■ PAGE EXCERPT

* * * * * * *

Metadata-Version: 2.4
Name: word2md
Version: 1.0.1
Summary: A Python tool for converting Microsoft Word documents (.docx/.doc) to Markdown format
Home-page: https://github.com/hnrobert/word2md
Author: hnrobert
Classifier: Development Status :: 4 - Beta
Classifier: Intended Audience :: Developers
Classifier: License :: OSI Approved :: MIT License
Classifier: Operating System :: OS Independent
Classifier: Programming Language :: Python :: 3
Classifier: Programming Language :: Python :: 3.7
Classifier: Programming Language :: Python :: 3.8
Classifier: Programming Language :: Python :: 3.9
Classifier: Programming Language :: Python :: 3.10
Classifier: Programming Language :: Python :: 3.11
Classifier: Topic :: Software Development :: Libraries :: Python Modules
Classifier: Topic :: Text Processing :: Markup
Classifier: Topic :: Utilities
Requires-Python: >=3.7
Description-Content-Type: text/markdown
Requires-Dist: python-docx>=0.8.11
Dynamic: author
Dynamic: classifier
Dynamic: description
Dynamic: description-content-type
Dynamic: home-page
Dynamic: requires-dist
Dynamic: requires-python
Dynamic: summary

# DOCX to Markdown Converter

A Python-based Word to Markdown converter for Microsoft Word documents.

* * * * * * *

■ GIVEN INSTRUCTION 1
Condense the block of the word2md package description that begins "Metadata-Version: 2.4" into a short list of its main facts.
■ GIVEN INSTRUCTION 2
Write the next part of the word2md package description, picking up after its one-sentence summary of the converter.

■ Position annotation records
* * * * * * *

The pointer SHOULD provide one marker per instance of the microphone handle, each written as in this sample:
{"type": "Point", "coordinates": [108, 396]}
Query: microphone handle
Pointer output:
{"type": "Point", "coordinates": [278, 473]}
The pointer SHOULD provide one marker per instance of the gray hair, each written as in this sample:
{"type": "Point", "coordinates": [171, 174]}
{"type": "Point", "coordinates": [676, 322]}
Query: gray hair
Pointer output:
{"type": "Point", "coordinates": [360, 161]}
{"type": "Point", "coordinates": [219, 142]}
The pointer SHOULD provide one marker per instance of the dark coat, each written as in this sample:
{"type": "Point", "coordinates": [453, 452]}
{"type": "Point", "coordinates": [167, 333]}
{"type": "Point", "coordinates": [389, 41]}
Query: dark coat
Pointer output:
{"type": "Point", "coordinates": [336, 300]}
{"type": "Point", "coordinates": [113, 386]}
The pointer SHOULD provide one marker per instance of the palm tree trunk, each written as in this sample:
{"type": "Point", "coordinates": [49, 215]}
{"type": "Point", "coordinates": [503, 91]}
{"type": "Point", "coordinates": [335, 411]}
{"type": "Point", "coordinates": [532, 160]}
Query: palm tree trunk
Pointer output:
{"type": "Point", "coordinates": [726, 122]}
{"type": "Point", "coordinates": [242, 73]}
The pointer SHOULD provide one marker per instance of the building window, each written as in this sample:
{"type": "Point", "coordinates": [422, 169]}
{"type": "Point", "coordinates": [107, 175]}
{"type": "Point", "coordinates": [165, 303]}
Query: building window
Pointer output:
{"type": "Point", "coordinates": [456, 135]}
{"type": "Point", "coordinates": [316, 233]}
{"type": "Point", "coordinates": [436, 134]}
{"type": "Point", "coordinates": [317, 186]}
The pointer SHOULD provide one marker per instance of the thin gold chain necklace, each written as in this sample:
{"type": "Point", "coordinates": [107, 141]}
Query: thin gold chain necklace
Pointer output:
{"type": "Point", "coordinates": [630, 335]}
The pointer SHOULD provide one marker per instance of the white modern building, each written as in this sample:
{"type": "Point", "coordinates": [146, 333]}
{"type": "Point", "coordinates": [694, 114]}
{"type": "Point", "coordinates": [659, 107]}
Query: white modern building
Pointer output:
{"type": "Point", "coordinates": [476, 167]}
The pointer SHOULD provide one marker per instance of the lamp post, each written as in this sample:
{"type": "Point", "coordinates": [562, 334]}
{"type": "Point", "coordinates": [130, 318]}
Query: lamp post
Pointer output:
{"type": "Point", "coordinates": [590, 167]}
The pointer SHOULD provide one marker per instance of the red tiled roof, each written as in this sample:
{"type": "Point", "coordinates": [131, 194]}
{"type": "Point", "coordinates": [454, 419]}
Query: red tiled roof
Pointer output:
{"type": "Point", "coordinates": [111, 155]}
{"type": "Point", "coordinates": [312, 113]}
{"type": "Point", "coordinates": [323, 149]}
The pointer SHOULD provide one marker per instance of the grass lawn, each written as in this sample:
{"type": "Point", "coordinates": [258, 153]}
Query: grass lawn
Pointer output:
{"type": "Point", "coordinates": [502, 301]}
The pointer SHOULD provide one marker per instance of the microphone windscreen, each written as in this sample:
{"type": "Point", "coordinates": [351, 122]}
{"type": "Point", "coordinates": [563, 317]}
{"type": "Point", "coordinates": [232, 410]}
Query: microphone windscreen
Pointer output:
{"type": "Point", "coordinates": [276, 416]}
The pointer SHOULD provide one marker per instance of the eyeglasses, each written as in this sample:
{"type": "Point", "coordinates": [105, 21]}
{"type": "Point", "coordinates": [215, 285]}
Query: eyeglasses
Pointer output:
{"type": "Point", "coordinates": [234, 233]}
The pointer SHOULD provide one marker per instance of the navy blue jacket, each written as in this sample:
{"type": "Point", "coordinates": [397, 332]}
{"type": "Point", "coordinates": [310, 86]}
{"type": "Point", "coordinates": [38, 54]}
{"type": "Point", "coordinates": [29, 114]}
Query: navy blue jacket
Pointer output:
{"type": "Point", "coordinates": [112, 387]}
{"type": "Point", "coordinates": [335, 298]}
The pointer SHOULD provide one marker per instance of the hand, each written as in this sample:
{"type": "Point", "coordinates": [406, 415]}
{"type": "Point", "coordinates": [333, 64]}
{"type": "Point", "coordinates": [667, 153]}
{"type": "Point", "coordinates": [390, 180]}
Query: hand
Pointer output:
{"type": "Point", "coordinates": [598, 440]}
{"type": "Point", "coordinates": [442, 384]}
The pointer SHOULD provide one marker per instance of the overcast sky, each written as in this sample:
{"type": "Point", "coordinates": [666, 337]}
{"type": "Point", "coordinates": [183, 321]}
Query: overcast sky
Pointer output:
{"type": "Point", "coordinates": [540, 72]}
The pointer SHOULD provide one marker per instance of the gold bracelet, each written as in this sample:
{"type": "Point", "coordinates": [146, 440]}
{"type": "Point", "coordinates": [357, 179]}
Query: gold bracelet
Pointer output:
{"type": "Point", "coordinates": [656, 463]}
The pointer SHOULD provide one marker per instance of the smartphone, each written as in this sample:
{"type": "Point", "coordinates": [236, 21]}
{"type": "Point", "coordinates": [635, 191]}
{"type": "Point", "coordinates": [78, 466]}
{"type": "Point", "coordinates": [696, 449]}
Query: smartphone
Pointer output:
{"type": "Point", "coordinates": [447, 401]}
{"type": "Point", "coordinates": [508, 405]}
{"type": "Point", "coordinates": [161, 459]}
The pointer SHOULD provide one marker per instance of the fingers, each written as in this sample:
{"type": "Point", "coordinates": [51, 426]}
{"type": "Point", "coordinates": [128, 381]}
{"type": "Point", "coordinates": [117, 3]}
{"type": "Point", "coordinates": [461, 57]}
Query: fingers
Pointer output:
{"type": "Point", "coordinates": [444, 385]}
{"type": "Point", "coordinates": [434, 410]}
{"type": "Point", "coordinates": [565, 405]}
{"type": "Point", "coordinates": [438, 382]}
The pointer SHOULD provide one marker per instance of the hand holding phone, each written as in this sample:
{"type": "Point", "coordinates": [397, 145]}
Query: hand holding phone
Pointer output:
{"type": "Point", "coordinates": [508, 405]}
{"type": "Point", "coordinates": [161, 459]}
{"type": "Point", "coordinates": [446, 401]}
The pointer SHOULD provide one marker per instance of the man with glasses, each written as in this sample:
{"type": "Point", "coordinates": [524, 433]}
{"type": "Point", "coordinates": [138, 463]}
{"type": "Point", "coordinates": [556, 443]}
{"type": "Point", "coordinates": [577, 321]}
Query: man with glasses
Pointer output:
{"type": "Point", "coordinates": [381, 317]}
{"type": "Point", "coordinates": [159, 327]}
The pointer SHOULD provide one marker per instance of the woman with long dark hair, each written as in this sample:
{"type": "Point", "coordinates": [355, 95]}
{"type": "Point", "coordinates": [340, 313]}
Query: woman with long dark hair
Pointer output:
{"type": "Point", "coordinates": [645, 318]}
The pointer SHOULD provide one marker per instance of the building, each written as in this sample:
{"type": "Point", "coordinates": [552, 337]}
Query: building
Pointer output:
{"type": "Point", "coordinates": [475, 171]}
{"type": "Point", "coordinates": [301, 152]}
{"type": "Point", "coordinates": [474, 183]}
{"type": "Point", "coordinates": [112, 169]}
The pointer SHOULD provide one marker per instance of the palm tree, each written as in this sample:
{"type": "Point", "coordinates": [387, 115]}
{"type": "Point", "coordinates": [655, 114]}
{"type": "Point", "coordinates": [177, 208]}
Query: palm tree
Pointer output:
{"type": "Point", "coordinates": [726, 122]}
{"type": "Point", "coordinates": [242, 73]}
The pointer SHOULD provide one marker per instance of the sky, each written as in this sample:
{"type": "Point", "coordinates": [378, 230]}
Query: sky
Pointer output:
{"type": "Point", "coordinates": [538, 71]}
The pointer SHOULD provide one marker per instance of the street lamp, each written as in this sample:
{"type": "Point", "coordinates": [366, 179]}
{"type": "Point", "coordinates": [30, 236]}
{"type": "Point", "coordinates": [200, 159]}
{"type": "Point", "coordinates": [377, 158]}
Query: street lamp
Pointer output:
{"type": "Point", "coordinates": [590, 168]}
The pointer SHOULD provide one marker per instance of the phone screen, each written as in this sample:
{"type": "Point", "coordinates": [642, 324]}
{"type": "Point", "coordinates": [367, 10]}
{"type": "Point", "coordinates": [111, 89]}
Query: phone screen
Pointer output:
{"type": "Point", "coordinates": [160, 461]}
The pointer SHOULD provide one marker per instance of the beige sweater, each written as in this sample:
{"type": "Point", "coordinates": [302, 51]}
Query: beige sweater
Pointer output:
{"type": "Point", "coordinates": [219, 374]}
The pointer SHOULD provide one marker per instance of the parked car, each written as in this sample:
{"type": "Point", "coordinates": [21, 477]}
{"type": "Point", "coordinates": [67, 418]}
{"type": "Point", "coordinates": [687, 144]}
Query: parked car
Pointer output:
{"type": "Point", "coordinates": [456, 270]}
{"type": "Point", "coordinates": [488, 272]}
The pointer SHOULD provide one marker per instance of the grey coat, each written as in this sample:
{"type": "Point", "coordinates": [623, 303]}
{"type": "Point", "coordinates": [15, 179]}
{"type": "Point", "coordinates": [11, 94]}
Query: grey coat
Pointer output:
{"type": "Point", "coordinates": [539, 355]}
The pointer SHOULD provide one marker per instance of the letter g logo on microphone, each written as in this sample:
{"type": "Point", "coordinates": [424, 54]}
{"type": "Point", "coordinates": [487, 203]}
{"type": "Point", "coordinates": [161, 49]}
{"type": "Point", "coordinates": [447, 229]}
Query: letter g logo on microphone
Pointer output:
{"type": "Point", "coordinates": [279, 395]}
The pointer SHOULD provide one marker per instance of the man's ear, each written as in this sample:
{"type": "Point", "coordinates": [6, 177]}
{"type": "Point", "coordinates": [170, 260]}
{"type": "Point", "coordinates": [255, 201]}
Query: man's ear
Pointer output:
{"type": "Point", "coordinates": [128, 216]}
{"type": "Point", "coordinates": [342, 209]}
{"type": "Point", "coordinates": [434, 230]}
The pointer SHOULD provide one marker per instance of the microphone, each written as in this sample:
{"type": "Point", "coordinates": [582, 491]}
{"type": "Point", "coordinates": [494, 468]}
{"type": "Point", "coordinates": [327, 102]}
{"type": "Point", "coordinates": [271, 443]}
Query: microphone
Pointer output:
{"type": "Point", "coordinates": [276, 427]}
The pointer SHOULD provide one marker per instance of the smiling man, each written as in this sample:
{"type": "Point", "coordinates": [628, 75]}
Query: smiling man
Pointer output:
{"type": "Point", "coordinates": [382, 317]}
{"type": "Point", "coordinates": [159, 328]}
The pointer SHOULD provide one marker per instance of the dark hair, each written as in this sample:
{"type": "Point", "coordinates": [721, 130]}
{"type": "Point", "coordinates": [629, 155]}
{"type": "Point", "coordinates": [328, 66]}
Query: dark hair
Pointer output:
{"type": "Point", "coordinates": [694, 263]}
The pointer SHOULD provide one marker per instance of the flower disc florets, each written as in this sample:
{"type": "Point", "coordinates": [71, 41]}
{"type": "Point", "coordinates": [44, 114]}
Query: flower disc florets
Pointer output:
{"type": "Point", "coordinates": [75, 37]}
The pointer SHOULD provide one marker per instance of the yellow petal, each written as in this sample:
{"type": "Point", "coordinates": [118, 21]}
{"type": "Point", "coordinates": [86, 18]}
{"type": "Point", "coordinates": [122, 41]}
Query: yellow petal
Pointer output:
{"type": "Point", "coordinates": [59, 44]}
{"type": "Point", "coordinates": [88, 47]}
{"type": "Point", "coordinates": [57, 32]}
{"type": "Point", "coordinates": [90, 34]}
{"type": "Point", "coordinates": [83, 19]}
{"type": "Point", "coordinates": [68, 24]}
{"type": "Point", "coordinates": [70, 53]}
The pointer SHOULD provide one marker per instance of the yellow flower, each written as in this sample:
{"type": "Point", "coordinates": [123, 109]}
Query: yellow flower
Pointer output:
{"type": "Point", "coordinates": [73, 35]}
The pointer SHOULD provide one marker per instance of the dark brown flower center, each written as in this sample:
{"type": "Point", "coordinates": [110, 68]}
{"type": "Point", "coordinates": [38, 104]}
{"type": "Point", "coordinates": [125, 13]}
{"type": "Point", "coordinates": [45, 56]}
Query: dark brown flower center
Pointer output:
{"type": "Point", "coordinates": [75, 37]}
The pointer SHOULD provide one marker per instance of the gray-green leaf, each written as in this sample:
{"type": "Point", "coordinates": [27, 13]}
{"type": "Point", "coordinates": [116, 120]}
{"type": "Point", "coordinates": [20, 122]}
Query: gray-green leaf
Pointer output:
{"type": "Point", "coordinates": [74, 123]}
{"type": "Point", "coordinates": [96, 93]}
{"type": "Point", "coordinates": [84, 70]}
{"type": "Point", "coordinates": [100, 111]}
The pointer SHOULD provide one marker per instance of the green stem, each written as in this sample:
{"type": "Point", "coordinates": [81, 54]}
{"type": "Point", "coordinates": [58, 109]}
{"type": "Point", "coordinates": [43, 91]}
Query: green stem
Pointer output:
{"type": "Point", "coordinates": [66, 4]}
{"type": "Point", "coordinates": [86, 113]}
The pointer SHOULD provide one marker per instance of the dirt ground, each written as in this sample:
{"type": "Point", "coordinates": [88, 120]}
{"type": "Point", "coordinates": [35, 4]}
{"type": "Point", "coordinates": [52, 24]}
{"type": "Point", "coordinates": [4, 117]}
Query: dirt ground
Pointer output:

* * * * * * *

■ TASK RESULT 1
- Package: word2md, version 1.0.1 (metadata version 2.4)
- Purpose: converts Microsoft Word documents (.docx/.doc) to Markdown
- Author: hnrobert; home page: https://github.com/hnrobert/word2md
- License: MIT; development status: 4 - Beta; intended for developers; OS independent
- Python: 3.7 or later, with classifiers for 3.7 through 3.11
- Dependency: python-docx 0.8.11 or later
- Topics: Python modules, markup text processing, utilities
- Description format: text/markdown

■ TASK RESULT 2
## Features

- ✅ Support for heading conversion (H1-H6)
- ✅ Support for paragraph text
- ✅ Support for bold, italic, underline formatting
- ✅ Support for ordered and unordered lists
- ✅ Support for table conversion
- ✅ Support for image extraction and conversion
- ✅ Automatic folder structure creation
- ✅ Automatic blank line and format cleanup
- ✅ Command line interface
- ✅ Batch conversion support
- ✅ Smart title handling with proper heading level adjustment
- ✅ Intelligent formatting merge (e.g., adjacent underline tags)
- ✅ Font-size based heading detection (when no heading styles are present)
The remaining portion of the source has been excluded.